[Stored data]

*** Begin section ***

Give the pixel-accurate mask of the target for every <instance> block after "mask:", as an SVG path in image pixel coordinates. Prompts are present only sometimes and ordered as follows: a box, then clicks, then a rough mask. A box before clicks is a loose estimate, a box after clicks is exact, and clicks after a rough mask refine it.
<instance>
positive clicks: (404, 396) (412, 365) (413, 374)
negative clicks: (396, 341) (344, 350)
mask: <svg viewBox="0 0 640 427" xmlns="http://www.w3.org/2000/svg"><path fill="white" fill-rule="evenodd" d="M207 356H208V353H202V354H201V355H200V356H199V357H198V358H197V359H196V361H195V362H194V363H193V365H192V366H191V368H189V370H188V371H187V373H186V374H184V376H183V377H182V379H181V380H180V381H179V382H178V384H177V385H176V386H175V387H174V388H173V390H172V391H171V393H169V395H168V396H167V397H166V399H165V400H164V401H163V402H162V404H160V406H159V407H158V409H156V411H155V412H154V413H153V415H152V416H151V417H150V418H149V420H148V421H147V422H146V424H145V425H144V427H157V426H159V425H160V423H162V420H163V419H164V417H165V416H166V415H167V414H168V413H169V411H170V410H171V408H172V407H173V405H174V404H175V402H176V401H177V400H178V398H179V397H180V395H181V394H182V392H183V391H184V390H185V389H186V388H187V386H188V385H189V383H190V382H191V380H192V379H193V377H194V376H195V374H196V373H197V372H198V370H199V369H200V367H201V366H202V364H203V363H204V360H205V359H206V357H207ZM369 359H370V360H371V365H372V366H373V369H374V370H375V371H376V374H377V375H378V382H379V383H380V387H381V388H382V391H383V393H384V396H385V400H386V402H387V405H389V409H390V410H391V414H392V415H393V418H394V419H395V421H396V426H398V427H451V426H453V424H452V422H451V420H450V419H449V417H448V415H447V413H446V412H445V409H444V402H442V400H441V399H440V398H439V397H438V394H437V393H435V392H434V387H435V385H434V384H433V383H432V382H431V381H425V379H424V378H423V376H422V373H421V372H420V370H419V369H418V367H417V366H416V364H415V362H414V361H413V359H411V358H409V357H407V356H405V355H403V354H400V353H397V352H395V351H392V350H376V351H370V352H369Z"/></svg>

*** End section ***

• Description of the task: Turn every line of the records into a Markdown table with the columns "Row" and "Line", numbering the rows and leaving out blank lines.

• Written response:
| Row | Line |
|---|---|
| 1 | Give the pixel-accurate mask of the target for every <instance> block after "mask:", as an SVG path in image pixel coordinates. Prompts are present only sometimes and ordered as follows: a box, then clicks, then a rough mask. A box before clicks is a loose estimate, a box after clicks is exact, and clicks after a rough mask refine it. |
| 2 | <instance> |
| 3 | positive clicks: (404, 396) (412, 365) (413, 374) |
| 4 | negative clicks: (396, 341) (344, 350) |
| 5 | mask: <svg viewBox="0 0 640 427" xmlns="http://www.w3.org/2000/svg"><path fill="white" fill-rule="evenodd" d="M207 356H208V353H202V354H201V355H200V356H199V357H198V358H197V359H196V361H195V362H194V363H193V365H192V366H191V368H189V370H188V371H187V373H186V374H184V376H183V377H182V379H181V380H180V381H179V382H178V384H177V385H176V386H175V387H174V388H173V390H172V391H171V393H169V395H168V396H167V397H166V399H165V400H164V401H163V402H162V404H160V406H159V407H158V409H156V411H155V412H154V413H153V415H152V416H151V417H150V418H149V420H148V421H147V422H146V424H145V425H144V427H157V426H159V425H160V423H162V420H163V419H164V417H165V416H166V415H167V414H168V413H169V411H170V410H171V408H172V407H173V405H174V404H175V402H176V401H177V400H178V398H179V397H180V395H181V394H182V392H183V391H184V390H185V389H186V388H187V386H188V385H189V383H190V382H191V380H192V379H193V377H194V376H195V374H196V373H197V372H198V370H199V369H200V367H201V366H202V364H203V363H204V360H205V359H206V357H207ZM369 359H370V360H371V365H372V366H373V369H374V370H375V371H376V374H377V375H378V382H379V383H380V387H381V388H382V391H383V393H384V396H385V400H386V402H387V405H389V409H390V410H391V414H392V415H393V418H394V419H395V421H396V426H398V427H451V426H453V424H452V422H451V420H450V419H449V417H448V415H447V413H446V412H445V409H444V402H442V400H441V399H440V398H439V397H438V394H437V393H435V392H434V387H435V385H434V384H433V383H432V382H431V381H425V379H424V378H423V376H422V373H421V372H420V370H419V369H418V367H417V366H416V364H415V362H414V361H413V359H411V358H409V357H407V356H405V355H403V354H400V353H397V352H395V351H392V350H376V351H370V352H369Z"/></svg> |